**What you will do**.
In the passage on optimization methods, why are solids cooled gradually after being heated in the annealing process that simulated annealing is based on?

In its standard form, the recency memory disallows moves that end up delivering solutions similar to the ones recently visited. On the other hand, the standard form of frequency memory accounts for moves that are disallowed based on the possibility of yielding solutions with attributes that occasionally been shared by solutions obtained in previous searches (Glover & Laguna, 1997). It also encourages solutions with characteristics that seldom occur in previous searches.

According to Golden, Laporte and Taillard (1997), the Tabu search uses an adaptive memory procedure to solve the vehicle routing problem with a min-max objective.

Mixed Integer Programming (MIP)

Evolutionary Algorithms

This is classified into the category of Soft Computing. It may be made up of Genetic Algorithms, Evolutionary Programming, Evolutionary Strategies and Genetic Programming (Coello Coello, 2014). In most cases, It adopts a structure where;

· The Search space allows users to get possible solutions

· The Population represents candidates for a solution.

· The String space denotes individuals in the population.

· There are Functions for coding and decoding

· genetic operators generate new strings and new individuals

· The Fitness function determines the fitness of each individual

· There is Stochastic control of genetic operators.

To use this type of algorithm, the following basics are followed;

· Initialization to get a population

· Evaluation for fitness of individual members

· Selection

· Recombination

· Repeating previous steps until the finish criteria is attained

The pareto concept is applicable in this context (Zitzler, Deb & Thiele, 2000)

Simulated Annealing

In statistical mechanics, the annealing process of solids forms the basis for simulated annealing [20]. The concept revolves around the heating of solids to high temperatures before cooling them gradually for crystallization to take place. While the heating process excites atoms to move randomly, the cooling procedure allows the atoms to drop to minimum energy of equilibrium after aligning themselves. Tavakkoli-Moghaddam et al (2006) articulates that this approach can be used in combinatorial optimizations where the possible solution is represented by the sated of solid and the energy realized at each state relates to improvements in the objective function. On the other hand, the optimal solution in simulated annealing is denoted by the minimum energy.

(Dataset entries)
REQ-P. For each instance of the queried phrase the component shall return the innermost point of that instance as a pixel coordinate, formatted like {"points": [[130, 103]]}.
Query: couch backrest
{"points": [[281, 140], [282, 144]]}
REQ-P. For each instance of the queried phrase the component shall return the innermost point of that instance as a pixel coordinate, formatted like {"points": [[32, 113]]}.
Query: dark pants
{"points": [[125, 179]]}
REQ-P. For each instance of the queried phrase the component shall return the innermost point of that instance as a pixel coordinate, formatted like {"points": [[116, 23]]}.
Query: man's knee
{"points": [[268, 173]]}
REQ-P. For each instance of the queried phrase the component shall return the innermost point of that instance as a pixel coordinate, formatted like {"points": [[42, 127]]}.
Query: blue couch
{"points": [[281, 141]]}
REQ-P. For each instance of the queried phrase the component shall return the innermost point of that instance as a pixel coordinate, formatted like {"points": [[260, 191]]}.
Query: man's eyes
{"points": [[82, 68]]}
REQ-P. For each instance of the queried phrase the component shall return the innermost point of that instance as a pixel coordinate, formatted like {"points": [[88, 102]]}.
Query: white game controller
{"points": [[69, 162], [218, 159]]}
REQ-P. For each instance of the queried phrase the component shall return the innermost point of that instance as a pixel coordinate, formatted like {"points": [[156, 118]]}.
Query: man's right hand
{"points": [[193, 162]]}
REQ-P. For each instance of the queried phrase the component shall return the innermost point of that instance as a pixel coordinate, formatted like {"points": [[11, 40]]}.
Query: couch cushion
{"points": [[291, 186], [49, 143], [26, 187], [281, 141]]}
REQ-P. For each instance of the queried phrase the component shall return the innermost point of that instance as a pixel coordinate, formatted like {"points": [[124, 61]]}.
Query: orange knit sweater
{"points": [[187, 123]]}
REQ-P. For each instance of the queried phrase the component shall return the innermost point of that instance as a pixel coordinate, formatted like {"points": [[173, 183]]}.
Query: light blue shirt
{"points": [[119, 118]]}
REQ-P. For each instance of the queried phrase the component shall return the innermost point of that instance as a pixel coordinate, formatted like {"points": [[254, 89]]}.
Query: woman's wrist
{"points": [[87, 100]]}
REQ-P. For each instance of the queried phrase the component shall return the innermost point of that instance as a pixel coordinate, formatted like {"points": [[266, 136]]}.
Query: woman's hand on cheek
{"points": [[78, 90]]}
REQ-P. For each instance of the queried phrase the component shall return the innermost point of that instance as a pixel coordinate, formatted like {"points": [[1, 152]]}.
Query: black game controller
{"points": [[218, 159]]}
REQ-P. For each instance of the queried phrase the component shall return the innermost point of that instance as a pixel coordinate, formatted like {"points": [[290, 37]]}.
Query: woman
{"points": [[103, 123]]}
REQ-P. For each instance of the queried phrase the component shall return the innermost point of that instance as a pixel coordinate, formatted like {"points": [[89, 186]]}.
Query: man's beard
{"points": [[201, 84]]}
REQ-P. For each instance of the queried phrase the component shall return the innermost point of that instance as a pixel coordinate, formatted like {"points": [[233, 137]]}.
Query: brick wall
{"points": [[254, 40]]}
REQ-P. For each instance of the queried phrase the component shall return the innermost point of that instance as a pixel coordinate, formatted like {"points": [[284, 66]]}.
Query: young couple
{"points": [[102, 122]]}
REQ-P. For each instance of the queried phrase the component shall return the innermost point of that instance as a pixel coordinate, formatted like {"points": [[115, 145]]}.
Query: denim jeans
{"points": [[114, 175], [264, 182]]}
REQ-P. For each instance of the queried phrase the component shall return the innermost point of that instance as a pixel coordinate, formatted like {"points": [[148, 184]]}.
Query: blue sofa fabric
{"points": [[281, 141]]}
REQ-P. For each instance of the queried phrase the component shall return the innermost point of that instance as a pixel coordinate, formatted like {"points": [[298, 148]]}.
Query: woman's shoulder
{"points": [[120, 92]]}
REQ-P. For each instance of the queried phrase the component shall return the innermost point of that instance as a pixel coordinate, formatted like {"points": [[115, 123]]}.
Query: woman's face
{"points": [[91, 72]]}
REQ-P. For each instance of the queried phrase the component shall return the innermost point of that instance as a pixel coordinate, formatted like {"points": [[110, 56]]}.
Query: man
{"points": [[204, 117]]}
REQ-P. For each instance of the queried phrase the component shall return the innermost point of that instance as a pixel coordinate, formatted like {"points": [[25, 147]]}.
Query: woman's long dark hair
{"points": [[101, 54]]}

**Result of the task**.
Solids are cooled gradually so that crystallization can take place. Heating makes the atoms move randomly, and the slow cooling lets them align themselves and drop to the minimum energy of equilibrium.